Tekst do czytania -
<<<<

Dziś – na krótko przed skazaniem Jezusa na śmierć – warto dojrzeć to mroczne tło cywilizacji popadającej w beznadziejny sekularyzm, by tym uważniej usłyszeć Jezusową Ewangelię Życia, życia mimo wszystko.
Siostry zatem posłały do Niego wiadomość: Panie, oto choruje ten, którego Ty kochasz.
Jezus był częstym gościem w domu Łazarza, Marii i Marty. Obecność Jezusa dawała tej rodzinie wiele pokoju i radości. Wszyscy troje czuli się przy Nim bardzo bezpieczni. Jednocześnie ich życie biegło zwyczajne. Sami troszczyli się o codzienny chleb, ale liczyli też na Jezusa, że pomoże im w razie poważnego zagrożenia. A przyszło ono w postaci poważnej choroby Łazarza. Niestety, tak się złożyło, że Jezus znajdował się właśnie wtedy daleko od Betanii. Gdyby był blisko, tu na miejscu, to na pewno uzdrowiłby ich drogiego brata – Łazarza. Było im przykro, że choroba wypadła w takim momencie. Nie tracą jednak głowy i nadziei: posyłają jakiegoś umyślnego gońca, by odszukał Jezusa i powiedział Mu o chorobie Łazarza. O nic wprost nie proszą. Niczego nie podpowiadają, a jedynie odwołują się do miłości, łączącej Jezusa i Łazarza. W głębi serca obie siostry liczyły na to, że Jezus możliwie jak najprędzej zjawi się w Betanii i uzdrowi swego przyjaciela, zanim będzie za późno.
Z dzisiejszej ewangelii jest do wzięcia bardzo dużo, ale wszystko zaczyna się od tego prostego gestu, by – gdy czujemy się zagrożeni i bezradni – co prędzej posyłać wiadomość do Jezusa. On dogłębnie zna naszą sytuację, ale pragnie, by posyłać wiadomość...
Żeby to naprawdę czynić, trzeba wiedzieć, że nas Jezus kocha też wielką miłością. Wierzymy w to tym bardziej, że i u nas Jezus był w gościnie już tyle razy: w czasie każdej dobrej modlitwy, a zwłaszcza gdy zapraszał nas na Eucharystii i dawał nam. .. Siebie w Komunii świętej; gdy On przyjmował nas i my przyjmowaliśmy Jego.

>>>>

Wiersze danych -
<<<<

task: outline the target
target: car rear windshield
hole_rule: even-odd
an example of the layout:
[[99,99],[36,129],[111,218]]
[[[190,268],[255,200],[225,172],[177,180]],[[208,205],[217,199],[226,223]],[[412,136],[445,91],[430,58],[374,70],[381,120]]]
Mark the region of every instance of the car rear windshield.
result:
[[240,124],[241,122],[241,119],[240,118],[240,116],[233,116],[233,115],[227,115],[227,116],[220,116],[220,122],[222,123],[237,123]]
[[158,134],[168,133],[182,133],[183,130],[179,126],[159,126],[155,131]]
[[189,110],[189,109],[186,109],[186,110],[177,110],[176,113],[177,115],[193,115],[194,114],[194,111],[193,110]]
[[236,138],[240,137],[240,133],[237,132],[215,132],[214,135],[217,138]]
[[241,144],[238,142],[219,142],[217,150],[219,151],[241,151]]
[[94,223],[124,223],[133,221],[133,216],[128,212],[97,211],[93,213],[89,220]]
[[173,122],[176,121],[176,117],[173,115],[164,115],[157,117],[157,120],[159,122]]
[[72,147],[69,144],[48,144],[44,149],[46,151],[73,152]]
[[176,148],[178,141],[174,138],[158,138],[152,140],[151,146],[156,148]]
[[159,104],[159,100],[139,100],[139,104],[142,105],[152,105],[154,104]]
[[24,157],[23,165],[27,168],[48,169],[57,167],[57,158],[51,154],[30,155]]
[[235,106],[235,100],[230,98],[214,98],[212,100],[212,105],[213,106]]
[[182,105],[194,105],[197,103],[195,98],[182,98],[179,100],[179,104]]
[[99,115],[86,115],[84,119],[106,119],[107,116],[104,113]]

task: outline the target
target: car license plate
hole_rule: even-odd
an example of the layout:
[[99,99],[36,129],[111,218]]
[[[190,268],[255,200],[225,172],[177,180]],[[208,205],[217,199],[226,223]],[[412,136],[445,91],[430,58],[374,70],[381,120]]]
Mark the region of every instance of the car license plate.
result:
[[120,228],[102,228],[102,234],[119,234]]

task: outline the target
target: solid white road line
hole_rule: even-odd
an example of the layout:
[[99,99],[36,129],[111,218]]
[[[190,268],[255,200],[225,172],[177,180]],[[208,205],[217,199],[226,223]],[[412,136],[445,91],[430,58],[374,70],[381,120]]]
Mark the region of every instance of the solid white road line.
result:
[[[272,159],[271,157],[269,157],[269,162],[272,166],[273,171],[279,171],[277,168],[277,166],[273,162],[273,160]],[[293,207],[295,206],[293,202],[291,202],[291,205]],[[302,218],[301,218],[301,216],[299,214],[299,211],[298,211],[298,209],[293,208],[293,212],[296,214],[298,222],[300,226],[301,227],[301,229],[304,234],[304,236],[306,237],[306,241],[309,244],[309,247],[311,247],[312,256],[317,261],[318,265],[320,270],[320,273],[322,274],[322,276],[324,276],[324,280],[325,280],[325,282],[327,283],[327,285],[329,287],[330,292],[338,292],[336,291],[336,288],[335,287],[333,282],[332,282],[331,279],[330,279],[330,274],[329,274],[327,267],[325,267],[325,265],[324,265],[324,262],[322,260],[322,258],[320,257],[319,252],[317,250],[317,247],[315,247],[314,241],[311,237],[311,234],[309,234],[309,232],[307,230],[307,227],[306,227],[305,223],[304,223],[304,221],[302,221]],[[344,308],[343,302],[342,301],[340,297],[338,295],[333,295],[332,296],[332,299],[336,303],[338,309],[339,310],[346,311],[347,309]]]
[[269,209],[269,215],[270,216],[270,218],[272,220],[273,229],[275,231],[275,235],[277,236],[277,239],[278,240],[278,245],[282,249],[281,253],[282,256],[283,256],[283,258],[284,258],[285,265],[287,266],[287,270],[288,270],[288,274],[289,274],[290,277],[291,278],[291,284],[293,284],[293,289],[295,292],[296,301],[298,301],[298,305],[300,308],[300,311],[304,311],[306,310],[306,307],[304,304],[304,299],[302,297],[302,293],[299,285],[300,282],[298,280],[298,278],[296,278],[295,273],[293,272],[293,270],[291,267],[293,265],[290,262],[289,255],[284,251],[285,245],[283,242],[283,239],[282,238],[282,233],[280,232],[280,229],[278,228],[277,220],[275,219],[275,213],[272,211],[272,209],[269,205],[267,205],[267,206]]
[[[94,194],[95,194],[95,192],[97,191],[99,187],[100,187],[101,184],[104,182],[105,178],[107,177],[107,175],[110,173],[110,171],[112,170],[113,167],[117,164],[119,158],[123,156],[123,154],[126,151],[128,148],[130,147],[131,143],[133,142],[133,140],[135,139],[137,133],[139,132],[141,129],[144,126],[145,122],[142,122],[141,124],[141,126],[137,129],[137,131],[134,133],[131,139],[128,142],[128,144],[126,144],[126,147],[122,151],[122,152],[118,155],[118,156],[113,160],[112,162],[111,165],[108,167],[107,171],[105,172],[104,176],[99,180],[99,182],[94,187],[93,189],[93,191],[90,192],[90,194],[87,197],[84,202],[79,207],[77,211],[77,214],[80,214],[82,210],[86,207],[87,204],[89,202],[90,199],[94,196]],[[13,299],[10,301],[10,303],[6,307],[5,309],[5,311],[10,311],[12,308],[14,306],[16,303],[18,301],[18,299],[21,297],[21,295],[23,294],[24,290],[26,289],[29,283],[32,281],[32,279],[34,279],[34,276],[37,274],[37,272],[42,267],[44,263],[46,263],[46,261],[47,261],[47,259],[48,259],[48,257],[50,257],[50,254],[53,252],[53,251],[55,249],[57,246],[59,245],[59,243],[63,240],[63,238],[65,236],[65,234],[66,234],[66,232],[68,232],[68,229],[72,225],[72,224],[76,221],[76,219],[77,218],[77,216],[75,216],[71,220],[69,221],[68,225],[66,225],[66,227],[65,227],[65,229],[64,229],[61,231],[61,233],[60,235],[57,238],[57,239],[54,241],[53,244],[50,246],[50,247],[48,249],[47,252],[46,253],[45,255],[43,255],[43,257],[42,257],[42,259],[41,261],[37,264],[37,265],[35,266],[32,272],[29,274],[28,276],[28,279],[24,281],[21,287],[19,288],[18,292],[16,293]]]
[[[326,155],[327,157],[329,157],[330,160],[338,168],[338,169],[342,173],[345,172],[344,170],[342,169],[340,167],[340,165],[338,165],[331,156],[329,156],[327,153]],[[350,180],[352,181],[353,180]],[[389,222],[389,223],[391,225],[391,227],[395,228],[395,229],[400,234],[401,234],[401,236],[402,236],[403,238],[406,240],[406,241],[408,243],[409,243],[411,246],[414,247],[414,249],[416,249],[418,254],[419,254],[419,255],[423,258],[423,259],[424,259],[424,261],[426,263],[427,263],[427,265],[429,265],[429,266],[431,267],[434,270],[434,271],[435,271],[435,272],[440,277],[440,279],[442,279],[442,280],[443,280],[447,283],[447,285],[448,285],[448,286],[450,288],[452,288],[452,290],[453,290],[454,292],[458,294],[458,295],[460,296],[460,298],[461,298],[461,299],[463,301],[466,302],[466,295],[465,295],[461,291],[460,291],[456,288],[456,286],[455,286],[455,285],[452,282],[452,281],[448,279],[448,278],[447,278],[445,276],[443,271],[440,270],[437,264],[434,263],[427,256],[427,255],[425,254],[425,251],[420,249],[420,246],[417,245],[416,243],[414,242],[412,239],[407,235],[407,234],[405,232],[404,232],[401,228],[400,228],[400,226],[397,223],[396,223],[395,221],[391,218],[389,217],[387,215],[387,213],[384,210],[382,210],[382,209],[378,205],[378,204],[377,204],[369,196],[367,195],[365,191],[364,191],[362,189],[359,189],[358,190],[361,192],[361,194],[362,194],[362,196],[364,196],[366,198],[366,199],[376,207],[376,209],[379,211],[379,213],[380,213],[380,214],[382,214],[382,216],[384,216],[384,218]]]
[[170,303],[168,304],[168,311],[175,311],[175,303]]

>>>>

Zadanie - Przepisz wiernie z tekstu o Łazarzu fragment od słów „Dziś – na krótko” do słów „którego Ty kochasz.”.

Oczekiwany wynik -
Dziś – na krótko przed skazaniem Jezusa na śmierć – warto dojrzeć to mroczne tło cywilizacji popadającej w beznadziejny sekularyzm, by tym uważniej usłyszeć Jezusową Ewangelię Życia, życia mimo wszystko.
Siostry zatem posłały do Niego wiadomość: Panie, oto choruje ten, którego Ty kochasz.